> **Exercise a**: Count the lines in the records below that contain the string "lane". Give only the number.

In this example, I have numbers in the range A1 to A3, but the SUM formula in cell A4 tries to sum from A1 to A4, which includes itself. Hence, we have a circular argument where cell A4 is trying to be both an input and output cell, which is not allowed.

#### How to correct a #REF! error?

First of all, read the error message to determine what kind of #REF! error you’re dealing with. This should give you a big hint on how to correct the error.

For deleted references, look for the #REF! error is inside your formula, and replace the #REF! with the correct reference to a cell or range.

For out-of-bound lookup errors, look through your formula carefully and check your range sizes against any row or column indexes you’re using.

For circular dependencies, find the reference that’s causing the problem (i.e. where you refer to the current cell inside your formula too) and modify it.

### 6. I’m getting a #NAME? error message

The #NAME? formula parse error signifies a problem with your formula syntax.

The most common reason for this error is a misspelling in one of your function names.

In this example, I misspelt the SUM function as SUMM, which Google Sheets didn’t recognize, so returned an error:

Another reason for a #NAME? error is referencing a named range that doesn’t actually exist or is misspelled.

So

`=SUM(profit)`

will give you a #NAME? error if the named range **profit** does not exist

Missing quotation marks around a text value, as shown in this simple formula, will also cause a #NAME? error:

`=CONCAT("First",Second)`

(The word **Second** is missing quotation marks.)

#### How to correct an #NAME? error?

Check your function names are correct. Use the function helper wizard to reduce the chances of errors happening, especially for the functions with longer names. As you start typing your formula, you’ll see a menu of functions, which you can select with the up and down arrows and Tab.

Check you have defined all named ranges before using them in your formulas and that they all have the correct spellings.

Check any text values are entered with the required quotation marks.

Lastly, have you missed the colon in your range references? It’ll be obvious because it won’t be highlighted correctly.

This formula

`=SUM(A1A10)`

is missing the colon between A1 and A10 and will throw a #NAME? error.

It should of course read:

`=SUM(A1:A10)`

### 7. I’m getting an #NUM! error message

The #NUM! formula parse error is shown when your formula contains numeric values that aren’t valid.

The classic example is trying to find the square root of a negative number, which isn’t allowed:

*(For any math geeks out there, you’ll know that you can resolve square roots of negative numbers with complex (imaginary) numbers.)*

Some other functions that can result in #NUM! error messages are the SMALL function and LARGE function. If you try to find the smallest n-th value in your dataset, where n is outside the count of values in your dataset, you’ll get a #NUM! error.

For example, you ask Google Sheets to find the 10th smallest number in a dataset that only has 5 values in it:

(Why this doesn’t return a #REF! error like the VLOOKUP out of bounds example, I don’t know.)

#### How to correct a #NUM! error?

> **Exercise b**: According to the passage on Google Sheets errors, what does a #NAME? error signify?

> **Data lines**:
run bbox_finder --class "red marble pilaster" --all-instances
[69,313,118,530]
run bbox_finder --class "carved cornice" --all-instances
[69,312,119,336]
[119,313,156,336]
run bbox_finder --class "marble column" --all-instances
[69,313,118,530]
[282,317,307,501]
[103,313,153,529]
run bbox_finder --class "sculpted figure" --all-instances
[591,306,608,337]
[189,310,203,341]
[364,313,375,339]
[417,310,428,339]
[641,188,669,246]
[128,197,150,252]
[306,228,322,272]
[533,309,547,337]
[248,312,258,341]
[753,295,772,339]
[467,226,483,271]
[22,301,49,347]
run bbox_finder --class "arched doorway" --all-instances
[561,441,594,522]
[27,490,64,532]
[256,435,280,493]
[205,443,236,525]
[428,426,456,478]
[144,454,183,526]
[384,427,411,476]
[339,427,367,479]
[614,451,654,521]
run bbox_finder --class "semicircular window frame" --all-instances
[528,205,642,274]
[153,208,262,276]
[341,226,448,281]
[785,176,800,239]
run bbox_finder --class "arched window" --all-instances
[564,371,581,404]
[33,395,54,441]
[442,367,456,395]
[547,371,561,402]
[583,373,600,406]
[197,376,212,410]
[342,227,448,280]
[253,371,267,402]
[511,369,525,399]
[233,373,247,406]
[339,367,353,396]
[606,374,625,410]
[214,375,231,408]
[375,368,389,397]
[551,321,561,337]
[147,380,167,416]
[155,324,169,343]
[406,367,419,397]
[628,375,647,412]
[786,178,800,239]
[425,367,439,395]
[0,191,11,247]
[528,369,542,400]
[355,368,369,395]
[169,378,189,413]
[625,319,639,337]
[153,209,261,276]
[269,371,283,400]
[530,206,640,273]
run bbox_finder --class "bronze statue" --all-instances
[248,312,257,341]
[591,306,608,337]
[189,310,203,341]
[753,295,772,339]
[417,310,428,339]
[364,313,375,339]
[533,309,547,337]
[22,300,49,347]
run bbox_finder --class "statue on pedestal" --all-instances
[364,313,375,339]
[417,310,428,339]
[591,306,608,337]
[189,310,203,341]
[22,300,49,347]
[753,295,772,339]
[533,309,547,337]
...
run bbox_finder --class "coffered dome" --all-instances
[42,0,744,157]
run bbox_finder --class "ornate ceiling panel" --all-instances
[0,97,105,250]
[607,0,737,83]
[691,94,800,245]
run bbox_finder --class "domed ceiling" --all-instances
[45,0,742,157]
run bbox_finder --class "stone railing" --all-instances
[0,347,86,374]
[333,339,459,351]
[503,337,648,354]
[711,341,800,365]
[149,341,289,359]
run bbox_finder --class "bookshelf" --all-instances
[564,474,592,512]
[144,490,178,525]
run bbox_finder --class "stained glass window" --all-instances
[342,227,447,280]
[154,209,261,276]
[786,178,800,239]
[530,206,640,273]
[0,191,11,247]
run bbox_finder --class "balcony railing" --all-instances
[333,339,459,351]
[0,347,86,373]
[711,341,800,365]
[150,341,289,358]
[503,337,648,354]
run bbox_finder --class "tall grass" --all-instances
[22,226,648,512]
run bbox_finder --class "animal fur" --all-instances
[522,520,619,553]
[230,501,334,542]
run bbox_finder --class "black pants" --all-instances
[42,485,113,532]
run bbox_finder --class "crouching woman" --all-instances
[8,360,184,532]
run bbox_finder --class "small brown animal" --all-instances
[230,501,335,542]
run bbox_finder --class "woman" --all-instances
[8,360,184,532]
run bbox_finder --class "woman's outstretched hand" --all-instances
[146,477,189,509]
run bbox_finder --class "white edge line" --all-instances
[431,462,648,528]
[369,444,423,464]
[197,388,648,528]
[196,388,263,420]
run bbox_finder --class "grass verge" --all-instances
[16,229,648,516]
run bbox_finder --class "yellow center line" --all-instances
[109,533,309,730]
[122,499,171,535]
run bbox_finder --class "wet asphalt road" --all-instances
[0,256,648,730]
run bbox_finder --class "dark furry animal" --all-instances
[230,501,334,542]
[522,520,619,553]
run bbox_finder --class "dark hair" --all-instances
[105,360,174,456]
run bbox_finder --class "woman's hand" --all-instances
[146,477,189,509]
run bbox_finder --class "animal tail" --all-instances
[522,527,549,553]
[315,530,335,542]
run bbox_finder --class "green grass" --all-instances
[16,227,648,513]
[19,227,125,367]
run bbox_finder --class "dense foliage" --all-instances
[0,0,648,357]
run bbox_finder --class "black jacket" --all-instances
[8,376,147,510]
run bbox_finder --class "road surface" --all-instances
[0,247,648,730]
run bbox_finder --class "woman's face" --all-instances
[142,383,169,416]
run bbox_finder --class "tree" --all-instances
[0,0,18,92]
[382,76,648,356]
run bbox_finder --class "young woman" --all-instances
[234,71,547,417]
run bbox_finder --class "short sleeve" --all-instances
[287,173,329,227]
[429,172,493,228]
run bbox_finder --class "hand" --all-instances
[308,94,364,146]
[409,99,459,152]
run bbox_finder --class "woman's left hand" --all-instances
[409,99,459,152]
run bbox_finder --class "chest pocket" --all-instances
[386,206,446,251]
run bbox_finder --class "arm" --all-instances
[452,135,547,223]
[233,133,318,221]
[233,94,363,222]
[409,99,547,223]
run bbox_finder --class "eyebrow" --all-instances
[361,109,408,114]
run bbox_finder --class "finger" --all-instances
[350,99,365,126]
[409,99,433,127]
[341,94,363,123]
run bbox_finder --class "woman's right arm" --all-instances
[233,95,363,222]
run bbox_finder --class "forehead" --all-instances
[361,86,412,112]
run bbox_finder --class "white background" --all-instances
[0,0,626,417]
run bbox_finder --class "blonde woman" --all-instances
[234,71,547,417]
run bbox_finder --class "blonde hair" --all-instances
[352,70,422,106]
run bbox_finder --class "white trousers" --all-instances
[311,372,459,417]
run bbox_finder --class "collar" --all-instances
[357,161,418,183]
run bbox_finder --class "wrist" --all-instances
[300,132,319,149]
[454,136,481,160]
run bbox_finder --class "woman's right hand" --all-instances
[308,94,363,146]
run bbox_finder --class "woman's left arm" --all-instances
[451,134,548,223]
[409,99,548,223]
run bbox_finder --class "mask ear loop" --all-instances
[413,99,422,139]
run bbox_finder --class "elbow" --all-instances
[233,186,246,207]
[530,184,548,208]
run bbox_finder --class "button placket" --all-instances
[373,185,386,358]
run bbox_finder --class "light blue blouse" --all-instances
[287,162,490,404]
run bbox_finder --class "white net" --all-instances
...
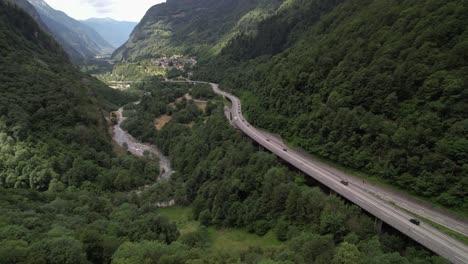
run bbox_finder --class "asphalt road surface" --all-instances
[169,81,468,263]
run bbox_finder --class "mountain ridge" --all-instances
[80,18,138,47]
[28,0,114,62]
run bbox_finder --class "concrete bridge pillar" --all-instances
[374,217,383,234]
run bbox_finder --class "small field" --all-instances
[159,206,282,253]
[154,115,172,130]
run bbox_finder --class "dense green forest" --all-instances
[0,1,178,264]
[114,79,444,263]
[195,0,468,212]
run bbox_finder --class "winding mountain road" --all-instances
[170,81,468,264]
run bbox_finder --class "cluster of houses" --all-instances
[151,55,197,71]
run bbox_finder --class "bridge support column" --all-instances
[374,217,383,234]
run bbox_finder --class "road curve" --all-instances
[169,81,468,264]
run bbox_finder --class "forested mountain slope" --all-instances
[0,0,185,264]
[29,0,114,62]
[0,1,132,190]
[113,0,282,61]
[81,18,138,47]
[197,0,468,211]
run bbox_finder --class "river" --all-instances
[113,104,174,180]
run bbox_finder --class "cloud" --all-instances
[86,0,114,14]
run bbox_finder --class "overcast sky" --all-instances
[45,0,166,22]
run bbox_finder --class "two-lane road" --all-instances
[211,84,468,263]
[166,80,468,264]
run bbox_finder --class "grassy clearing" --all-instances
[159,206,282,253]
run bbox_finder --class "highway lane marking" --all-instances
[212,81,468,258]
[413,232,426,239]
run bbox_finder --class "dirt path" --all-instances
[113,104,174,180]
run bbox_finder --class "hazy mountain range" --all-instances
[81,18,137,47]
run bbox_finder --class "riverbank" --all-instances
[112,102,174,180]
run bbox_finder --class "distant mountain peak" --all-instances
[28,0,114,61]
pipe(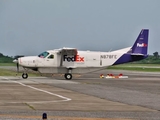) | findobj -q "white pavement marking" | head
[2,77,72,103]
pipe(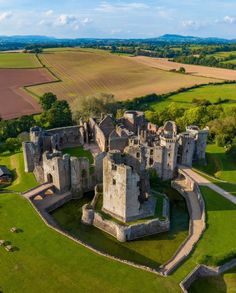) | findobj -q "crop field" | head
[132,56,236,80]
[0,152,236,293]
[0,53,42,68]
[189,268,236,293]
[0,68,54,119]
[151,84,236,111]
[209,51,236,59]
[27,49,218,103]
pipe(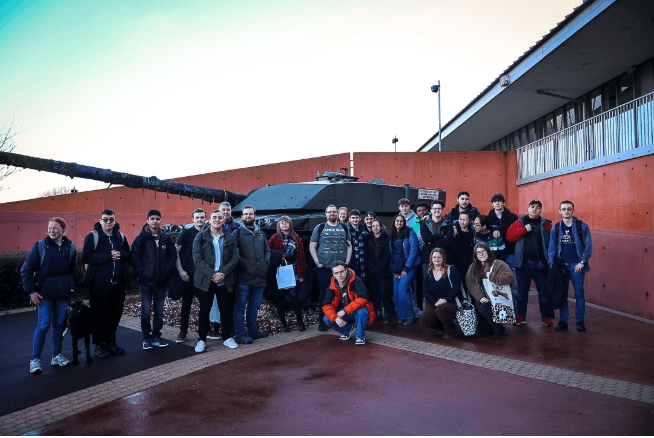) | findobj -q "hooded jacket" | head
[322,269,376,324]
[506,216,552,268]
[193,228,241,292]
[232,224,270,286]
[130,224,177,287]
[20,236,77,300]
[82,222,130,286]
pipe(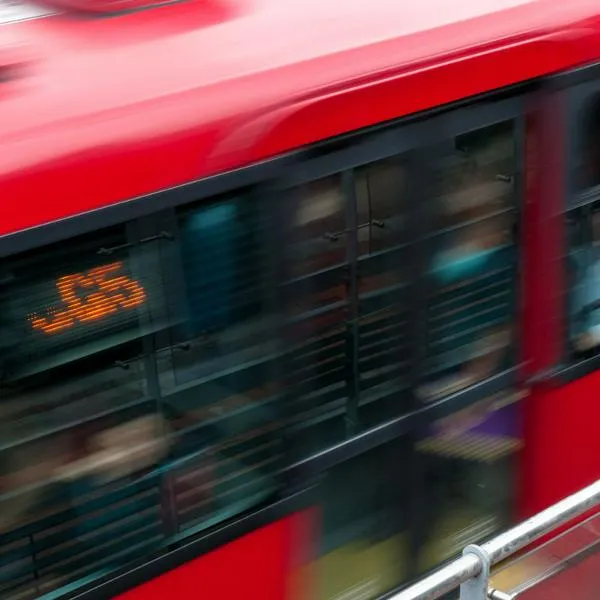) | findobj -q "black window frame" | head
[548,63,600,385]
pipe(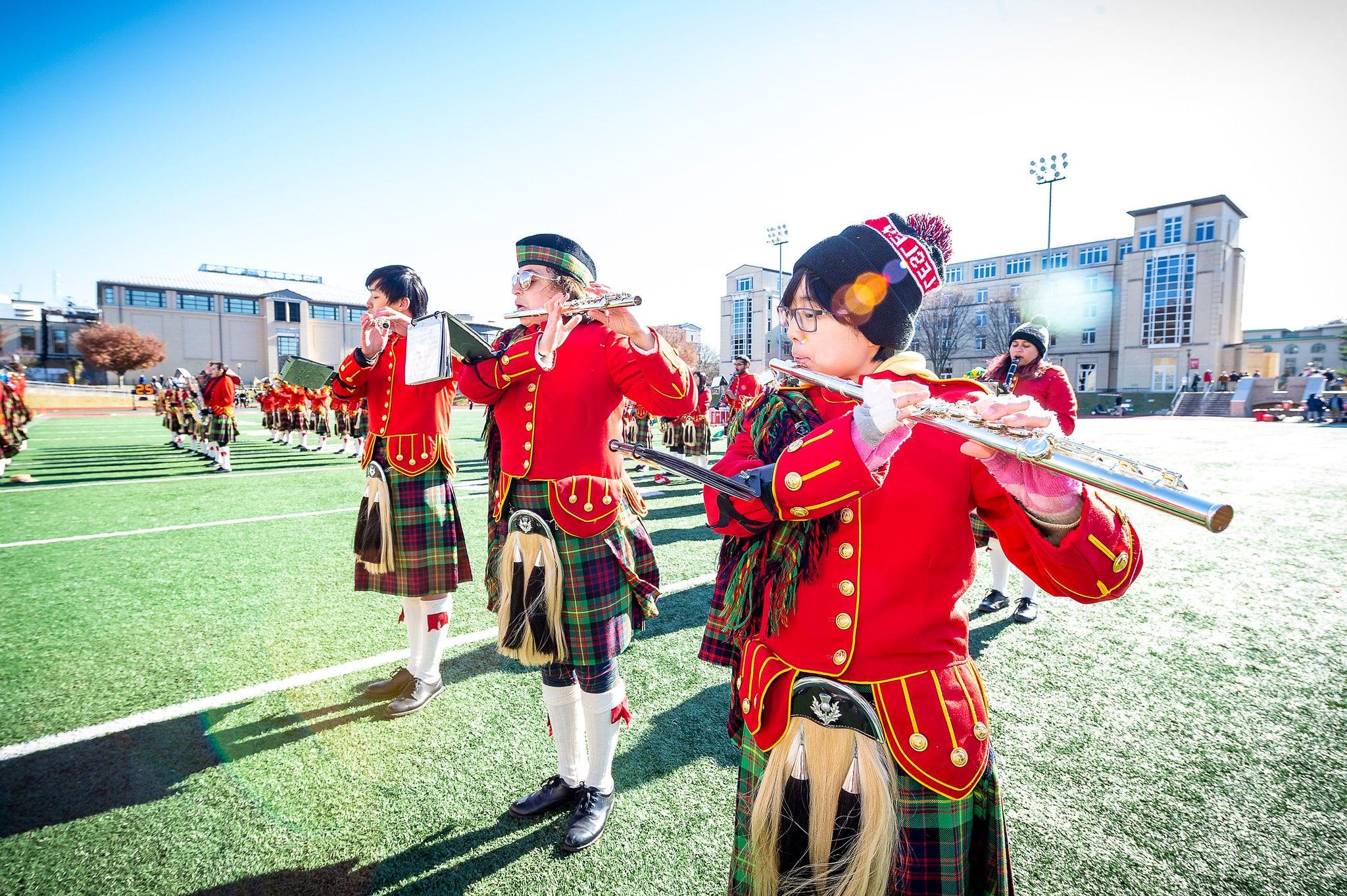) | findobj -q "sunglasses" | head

> **Problem solution a**: 2

> **Problem solution b**: A problem with your formula syntax.